====== 데이터 발췌 ======

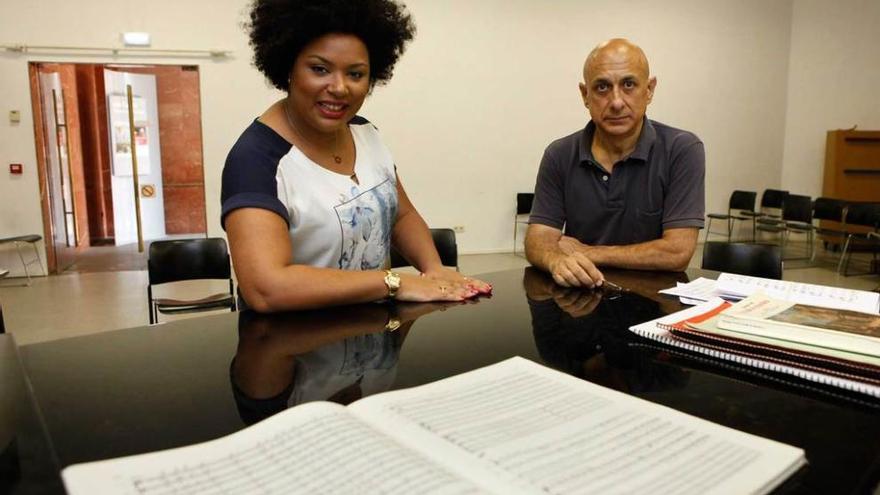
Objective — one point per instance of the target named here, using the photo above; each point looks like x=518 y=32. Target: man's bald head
x=616 y=51
x=617 y=89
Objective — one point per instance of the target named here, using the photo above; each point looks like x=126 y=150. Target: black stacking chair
x=188 y=259
x=756 y=260
x=797 y=218
x=444 y=241
x=772 y=201
x=866 y=215
x=832 y=210
x=523 y=208
x=740 y=201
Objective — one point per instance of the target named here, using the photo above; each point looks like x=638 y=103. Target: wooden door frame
x=40 y=145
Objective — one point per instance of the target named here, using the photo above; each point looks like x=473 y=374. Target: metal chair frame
x=523 y=209
x=740 y=202
x=188 y=259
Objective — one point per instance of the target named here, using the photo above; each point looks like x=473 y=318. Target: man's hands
x=571 y=267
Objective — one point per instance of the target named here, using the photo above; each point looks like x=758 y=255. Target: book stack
x=823 y=342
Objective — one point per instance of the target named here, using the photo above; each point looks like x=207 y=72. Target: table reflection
x=339 y=355
x=584 y=332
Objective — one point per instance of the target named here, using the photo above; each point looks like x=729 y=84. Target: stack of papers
x=735 y=287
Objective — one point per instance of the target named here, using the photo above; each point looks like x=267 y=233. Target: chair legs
x=19 y=245
x=846 y=257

======

위 자료 전체를 한 줄당 문자열 하나씩 담은 JSON 목록으로 옮기십시오. 빈 줄과 그림은 답에서 빼십시오.

> _해답_
[
  "Objective — one point per instance of the target named here, using the photo above; each point looks like x=518 y=32. Target: man's bald head",
  "x=616 y=51",
  "x=617 y=89",
  "Objective — one point per instance of the target named here, using the photo above; each point looks like x=126 y=150. Target: black stacking chair",
  "x=188 y=259",
  "x=756 y=260",
  "x=797 y=218",
  "x=444 y=241",
  "x=772 y=201",
  "x=866 y=215",
  "x=832 y=210",
  "x=523 y=208",
  "x=740 y=201",
  "Objective — one point per instance of the target named here, using the photo above; each point looks like x=638 y=103. Target: wooden door frame",
  "x=40 y=145",
  "Objective — one point per instance of the target named here, using the photo above; each point looks like x=473 y=374. Target: metal chair frame",
  "x=523 y=209",
  "x=740 y=202",
  "x=188 y=259",
  "Objective — one point per instance of the target named here, using the photo above; each point looks like x=473 y=318. Target: man's hands",
  "x=571 y=267",
  "Objective — one point per instance of the target named here, using the photo above; each point looks like x=758 y=255. Target: book stack",
  "x=823 y=342",
  "Objective — one point per instance of the target named here, using the photo above; each point looks like x=207 y=72. Target: table reflection",
  "x=339 y=355",
  "x=584 y=332",
  "Objective — one point per instance of the target named here, using the photo above; each point looks like x=729 y=84. Target: stack of papers",
  "x=735 y=287",
  "Objective — one point per instance of the target named here, using the photo above; each point looks like x=267 y=233. Target: chair legs",
  "x=19 y=245",
  "x=846 y=257"
]